[Entries drawn from a collection]
****
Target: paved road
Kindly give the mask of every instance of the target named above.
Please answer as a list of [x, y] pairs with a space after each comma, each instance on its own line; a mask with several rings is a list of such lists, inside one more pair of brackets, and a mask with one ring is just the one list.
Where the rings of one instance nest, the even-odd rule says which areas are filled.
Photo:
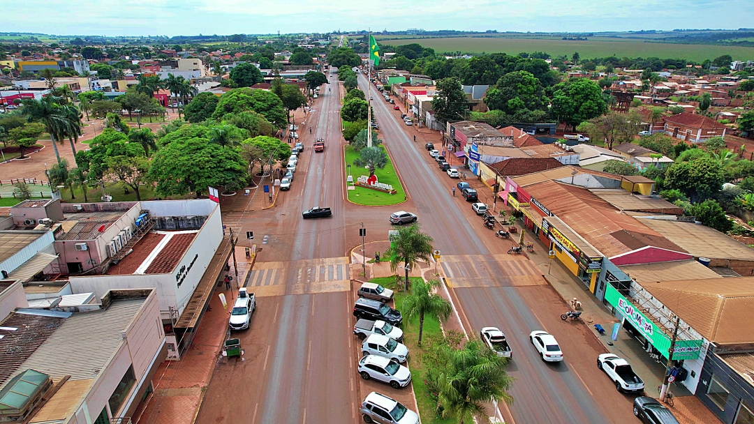
[[[360, 74], [359, 83], [366, 92], [366, 79]], [[491, 239], [495, 241], [490, 243], [492, 249], [489, 247], [490, 245], [485, 240], [492, 232], [482, 227], [480, 220], [477, 221], [472, 218], [470, 206], [461, 197], [451, 195], [450, 188], [455, 185], [457, 180], [444, 176], [428, 159], [428, 155], [421, 143], [414, 142], [412, 138], [406, 134], [403, 124], [396, 119], [391, 105], [379, 100], [382, 99], [380, 96], [373, 95], [373, 97], [377, 99], [372, 105], [385, 144], [390, 149], [406, 188], [412, 197], [424, 230], [434, 239], [434, 247], [443, 252], [443, 257], [467, 255], [489, 258], [492, 254], [504, 253], [508, 244], [492, 237]], [[388, 109], [386, 105], [391, 108]], [[464, 266], [473, 267], [475, 264], [466, 263]], [[557, 323], [550, 318], [561, 313], [560, 308], [563, 306], [561, 306], [559, 299], [547, 285], [520, 287], [516, 286], [517, 278], [503, 278], [502, 276], [515, 273], [510, 270], [514, 267], [521, 267], [519, 261], [486, 261], [485, 275], [480, 275], [477, 279], [466, 279], [465, 286], [468, 288], [452, 291], [454, 298], [459, 301], [467, 314], [467, 323], [476, 331], [486, 325], [499, 326], [506, 331], [511, 340], [514, 359], [510, 372], [517, 379], [511, 390], [515, 398], [510, 407], [514, 421], [520, 424], [602, 423], [628, 419], [631, 414], [630, 399], [616, 393], [604, 376], [588, 371], [595, 367], [593, 364], [587, 364], [593, 362], [596, 355], [601, 352], [596, 340], [583, 330], [583, 325], [556, 328], [554, 324]], [[540, 273], [538, 270], [536, 273]], [[541, 278], [539, 276], [534, 276]], [[475, 281], [477, 285], [482, 286], [469, 287], [474, 285]], [[537, 309], [547, 307], [558, 310]], [[538, 315], [543, 317], [541, 320]], [[559, 321], [559, 319], [555, 319]], [[535, 355], [529, 344], [529, 333], [543, 328], [561, 339], [567, 355], [564, 363], [550, 365]], [[572, 347], [573, 349], [566, 347]], [[595, 387], [608, 388], [605, 397], [615, 397], [616, 401], [622, 404], [621, 408], [623, 412], [614, 416], [612, 413], [606, 413], [603, 408], [595, 406], [596, 400], [590, 393], [590, 388], [585, 386], [572, 365], [572, 361], [578, 358], [584, 360], [582, 368], [590, 367], [581, 370], [581, 375], [587, 371], [590, 373], [590, 377], [595, 375], [594, 379], [587, 380], [591, 389]], [[591, 380], [594, 380], [594, 383]], [[609, 407], [610, 405], [608, 405], [605, 409]]]

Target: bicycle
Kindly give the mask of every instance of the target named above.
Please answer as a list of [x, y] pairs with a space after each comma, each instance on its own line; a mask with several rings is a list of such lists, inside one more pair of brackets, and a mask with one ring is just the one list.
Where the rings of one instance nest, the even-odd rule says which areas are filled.
[[[662, 386], [657, 386], [657, 393], [662, 393]], [[665, 392], [665, 403], [670, 407], [673, 406], [673, 393], [670, 392], [670, 386], [667, 388], [667, 392]]]

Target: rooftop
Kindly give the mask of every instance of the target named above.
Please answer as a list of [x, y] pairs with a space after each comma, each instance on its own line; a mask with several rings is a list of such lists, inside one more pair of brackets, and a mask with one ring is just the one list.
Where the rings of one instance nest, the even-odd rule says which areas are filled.
[[754, 343], [754, 277], [663, 281], [642, 286], [706, 340], [717, 344]]

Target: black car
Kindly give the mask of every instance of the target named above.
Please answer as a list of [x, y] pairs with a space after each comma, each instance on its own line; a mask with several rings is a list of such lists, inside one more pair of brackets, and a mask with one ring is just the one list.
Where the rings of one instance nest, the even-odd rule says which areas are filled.
[[477, 191], [470, 188], [461, 190], [461, 195], [464, 197], [464, 199], [466, 199], [467, 202], [476, 202], [479, 200]]
[[371, 299], [359, 298], [354, 304], [354, 316], [357, 319], [385, 321], [391, 325], [400, 326], [403, 321], [400, 313], [388, 305]]
[[649, 424], [679, 424], [670, 410], [648, 396], [639, 396], [633, 400], [633, 415]]

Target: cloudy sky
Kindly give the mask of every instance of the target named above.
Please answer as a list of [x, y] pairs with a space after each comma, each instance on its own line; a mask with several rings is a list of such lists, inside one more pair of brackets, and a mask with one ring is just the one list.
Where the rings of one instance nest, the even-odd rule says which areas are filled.
[[0, 16], [0, 32], [102, 35], [754, 26], [752, 0], [2, 0]]

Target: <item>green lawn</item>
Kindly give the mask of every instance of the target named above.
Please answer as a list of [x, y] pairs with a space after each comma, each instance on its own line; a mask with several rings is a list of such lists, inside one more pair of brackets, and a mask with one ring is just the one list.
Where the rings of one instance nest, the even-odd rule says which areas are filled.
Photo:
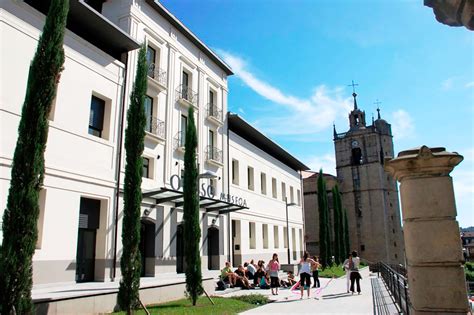
[[339, 278], [341, 276], [344, 276], [346, 272], [342, 270], [342, 265], [336, 266], [333, 265], [331, 268], [326, 268], [324, 270], [319, 271], [319, 276], [321, 278], [332, 278], [336, 277]]
[[[212, 305], [207, 297], [200, 297], [196, 306], [192, 306], [189, 299], [181, 299], [173, 302], [167, 302], [154, 306], [147, 306], [151, 314], [237, 314], [257, 305], [240, 301], [234, 298], [212, 297], [216, 305]], [[117, 312], [113, 314], [126, 314]], [[135, 314], [146, 314], [140, 309]]]

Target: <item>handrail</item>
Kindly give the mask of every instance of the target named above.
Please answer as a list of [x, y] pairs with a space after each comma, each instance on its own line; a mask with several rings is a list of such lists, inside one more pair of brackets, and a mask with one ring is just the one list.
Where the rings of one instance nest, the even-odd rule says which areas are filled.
****
[Task brief]: Convert all of the material above into a Markdown table with two columns, Row and Line, giving each non-blank line its own numbered row. Leave the pictures out.

[Final result]:
| Row | Line |
|---|---|
| 1 | Target: paved road |
| 2 | Kindly give the mask of every instance of the target named above. |
| 3 | Please answer as a list of [x, y] pairs with a space after each comma, each instance on its own line; a mask with several rings is a list of such lists, inside one more pair of brackets, and a mask with one ring is just the one list. |
| 4 | Where the rings of one instance nest, the even-odd rule says which areas are filled. |
| 5 | Photo: |
| 6 | [[[360, 74], [359, 83], [366, 92], [366, 79]], [[491, 239], [495, 241], [490, 243], [492, 249], [489, 247], [490, 245], [485, 240], [492, 232], [482, 227], [480, 220], [477, 221], [472, 218], [470, 206], [461, 197], [451, 195], [450, 188], [455, 185], [457, 180], [444, 176], [428, 159], [428, 155], [421, 143], [414, 142], [412, 138], [406, 134], [403, 124], [396, 119], [391, 105], [379, 100], [382, 99], [380, 96], [373, 95], [373, 97], [377, 99], [372, 105], [385, 144], [390, 149], [406, 188], [412, 197], [424, 230], [434, 239], [434, 247], [443, 252], [443, 257], [467, 255], [489, 258], [492, 254], [504, 253], [508, 244], [492, 237]], [[388, 109], [386, 105], [391, 108]], [[464, 266], [473, 267], [475, 264], [466, 263]], [[557, 323], [550, 318], [561, 313], [560, 308], [563, 306], [561, 306], [559, 299], [547, 285], [520, 287], [516, 286], [517, 278], [503, 278], [502, 276], [515, 273], [510, 270], [514, 267], [521, 267], [519, 261], [486, 261], [485, 275], [480, 275], [477, 279], [466, 279], [465, 286], [468, 288], [452, 291], [454, 298], [459, 301], [467, 314], [467, 323], [476, 331], [486, 325], [499, 326], [506, 331], [511, 340], [514, 359], [510, 372], [517, 379], [511, 390], [515, 398], [510, 407], [514, 421], [520, 424], [602, 423], [628, 419], [631, 414], [630, 399], [616, 393], [604, 376], [588, 371], [595, 367], [593, 364], [587, 364], [593, 362], [596, 355], [601, 352], [596, 340], [583, 330], [583, 325], [556, 328], [554, 324]], [[540, 273], [538, 270], [536, 273]], [[541, 278], [539, 276], [534, 276]], [[475, 281], [477, 285], [482, 286], [469, 287], [474, 285]], [[537, 309], [547, 307], [558, 310]], [[538, 315], [543, 317], [541, 320]], [[559, 321], [559, 319], [555, 319]], [[535, 355], [529, 344], [529, 333], [543, 328], [561, 339], [567, 355], [564, 363], [550, 365]], [[572, 347], [573, 349], [566, 347]], [[595, 387], [608, 388], [605, 397], [615, 397], [616, 401], [622, 404], [621, 408], [623, 412], [614, 416], [612, 413], [606, 413], [603, 408], [595, 406], [596, 400], [590, 393], [590, 388], [585, 386], [572, 365], [572, 361], [578, 358], [584, 360], [582, 368], [590, 367], [581, 370], [581, 375], [587, 371], [590, 373], [590, 377], [595, 375], [594, 379], [587, 380], [591, 389]], [[591, 380], [594, 380], [594, 383]], [[609, 407], [610, 405], [608, 405], [605, 409]]] |
| 7 | Target: bicycle |
| 8 | Kindly give the mask of every instance of the target named above. |
| 9 | Please answer as a list of [x, y] pairs with a space after each comma, each instance on its own line; a mask with several rings is a list of such lists, inside one more pair of brackets, and a mask with one ring is just the one list. |
| 10 | Where the rings of one instance nest, the even-odd rule says which areas are filled. |
| 11 | [[[662, 386], [657, 386], [657, 393], [662, 393]], [[665, 392], [665, 403], [670, 407], [673, 406], [673, 393], [670, 392], [670, 386], [667, 388], [667, 392]]] |
| 12 | Target: rooftop |
| 13 | Kindly give the mask of every instance of the target named above. |
| 14 | Please answer as a list of [x, y] pairs with a space after each comma, each instance on its own line; a mask with several rings is a list of such lists, inside one more pair of brackets, and a mask with one ring is just the one list. |
| 15 | Where the rings of one instance nest, the even-odd rule says which areas are filled. |
| 16 | [[754, 343], [754, 277], [663, 281], [642, 286], [706, 340], [717, 344]] |
| 17 | Target: black car |
| 18 | Kindly give the mask of every instance of the target named above. |
| 19 | Please answer as a list of [x, y] pairs with a space after each comma, each instance on its own line; a mask with several rings is a list of such lists, inside one more pair of brackets, and a mask with one ring is just the one list. |
| 20 | Where the rings of one instance nest, the even-odd rule says which areas are filled. |
| 21 | [[477, 191], [470, 188], [461, 190], [461, 195], [464, 197], [464, 199], [466, 199], [467, 202], [476, 202], [479, 200]] |
| 22 | [[371, 299], [359, 298], [354, 304], [354, 316], [357, 319], [385, 321], [391, 325], [400, 326], [403, 321], [400, 313], [388, 305]] |
| 23 | [[649, 424], [679, 424], [670, 410], [648, 396], [639, 396], [633, 400], [633, 415]] |
| 24 | Target: cloudy sky |
| 25 | Kindly give the mask of every instance of the target named above. |
| 26 | Please answer as a list of [x, y] pairs with a space after each comma, each instance on its own line; a mask with several rings is a list of such lists, inside one more pair of brackets, and a mask with one ring is just the one list. |
| 27 | Where the rings of one instance nest, the even-odd rule says which areas are filled. |
| 28 | [[0, 16], [0, 32], [102, 35], [754, 26], [752, 0], [2, 0]] |
| 29 | Target: <item>green lawn</item> |
| 30 | Kindly give the mask of every instance of the target named above. |
| 31 | Please answer as a list of [x, y] pairs with a space after each comma, each instance on its own line; a mask with several rings is a list of such lists, inside one more pair of brackets, and a mask with one ring is just the one list. |
| 32 | Where the rings of one instance nest, the even-odd rule says which areas are filled. |
| 33 | Photo: |
| 34 | [[339, 278], [341, 276], [344, 276], [346, 272], [342, 270], [342, 265], [336, 266], [333, 265], [331, 268], [326, 268], [324, 270], [319, 271], [319, 276], [321, 278], [332, 278], [336, 277]] |
| 35 | [[[212, 305], [207, 297], [200, 297], [196, 306], [192, 306], [189, 299], [181, 299], [173, 302], [167, 302], [154, 306], [147, 306], [151, 314], [237, 314], [257, 305], [240, 301], [234, 298], [212, 297], [216, 305]], [[117, 312], [113, 314], [126, 314]], [[135, 314], [146, 314], [140, 309]]] |
| 36 | Target: <item>handrail</item> |
| 37 | Kindly give the mask of every instance of the target named above. |
| 38 | Please answer as a list of [x, y] pairs with a space after each comma, each instance on its own line; a mask with several rings is a list of such lists, inside one more pair of brackets, and a mask with one ring is just the one list. |
| 39 | Where the rings of one instance nest, the even-odd rule says which areas are filled. |